» GOAL A
Answer these from the evaluation-set analysis, one answer per line, marked the same way:
(i) Which variable has the most missing values, and how many?
(ii) How many missing values does the one observation mentioned contain, and why is it kept?
(iii) What value is given for the method argument in the corrplot call?
» GOAL B
Write out the evaluation-set analysis from "Missing values also" to "won’t remove it.", without changing anything.

At first glance the evaluation set appears to be roughly on par with the training set. A number of missing values exist, but not in vast proportions.

# Factor categorical variable Brand.Code
dfe$Brand.Code <- factor(dfe$Brand.Code)

# Generate corr plot for pairwise correlations
corr1 <- cor(dfe[,2:(ncol(dfe)-1)], use='complete')
corrplot::corrplot(corr1, method='square', order='hclust', type='full', diag=T, tl.cex=0.75, cl.cex=0.75)

Like the training set data, some collinearity exists between pairs of variables. The same variables appear to be correlated as in the training set:

  • Carb.Volume
  • Carb.Rel
  • Alch.Rel
  • Density
  • Bailing
  • Bailing.Lvl
# Count NAs per column
missing_values <- data.frame(colSums(is.na(dfe[,-1])))
missing_values$Variable <- row.names(missing_values)
colnames(missing_values) <- c('Missing.values', 'Variable')
missing_values %>%
    dplyr::select(Variable, Missing.values) %>%
    arrange(desc(Missing.values)) %>%
    flextable() %>%
    width(width = 2) %>%
    fontsize(size = 10) %>%
    line_spacing(space = 1) %>%
    hline(part = "all") %>%
    set_caption('Missing values')
Missing values

Variable

Missing.values

MFR

31

Filler.Speed

10

Fill.Ounces

6

PSC

5

PSC.CO2

5

PC.Volume

4

Carb.Pressure1

4

Hyd.Pressure4

4

PSC.Fill

3

Oxygen.Filler

3

Alch.Rel

3

Fill.Pressure

2

Filler.Level

2

Temperature

2

Usage.cont

2

Pressure.Setpoint

2

Carb.Rel

2

Carb.Volume

1

Carb.Temp

1

Hyd.Pressure2

1

Hyd.Pressure3

1

Density

1

Balling

1

Pressure.Vacuum

1

Bowl.Setpoint

1

Air.Pressurer

1

Carb.Pressure

0

Mnf.Flow

0

Hyd.Pressure1

0

Carb.Flow

0

Balling.Lvl

0

Brand.Code

0

# Missing value patterns
invisible(md.pattern(dfe[,-1], rotate.names=T, plot=T))

Missing values also appear to be on par with the training set, with MFR having the most missing values. There is one observation that contains 14 missing values, but since we’ll need to predict against every row in the evaluation set, we won’t remove it.

# Generate histograms of continuous variables
dfe %>%
    dplyr::select(c(2:(ncol(dfe)-1))) %>%
    gather() %>%
    ggplot(aes(x=value)) +
    geom_histogram(bins=20) +
    facet_wrap(~key, scales = 'free_x') +
    ggtitle('Histograms of continuous variables')

# Calculate skewness on columns
colskewness <- data.frame(apply(dfe[,2:(ncol(dfe)-1)], 2, calcSkewness, type=1))
colskewness$Variable <- row.names(colskewness)
colnames(colskewness) <- c('Skewness', 'Variable')

# Graph skewness values
colskewness %>%
    dplyr::select(Variable, Skewness) %>%
    arrange(desc(abs(Skewness))) %>%
    ggplot(aes(x=reorder(Variable, desc(Skewness)), y=Skewness)) +
    geom_bar(stat='identity') +
    coord_flip() +
    ggtitle('Variable skewness') +
    xlab('')

Roughly the same variables appear to be skewed.

» PROVIDED RECORDS
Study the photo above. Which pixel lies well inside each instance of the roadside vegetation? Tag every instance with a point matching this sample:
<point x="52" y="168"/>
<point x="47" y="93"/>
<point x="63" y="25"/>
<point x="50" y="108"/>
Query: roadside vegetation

» CORRECT RESULT A
(i) MFR, with 31 missing values.
(ii) 14; it is kept because every row in the evaluation set will need to be predicted against.
(iii) 'square'

» CORRECT RESULT B
Missing values also appear to be on par with the training set, with MFR having the most missing values. There is one observation that contains 14 missing values, but since we’ll need to predict against every row in the evaluation set, we won’t remove it.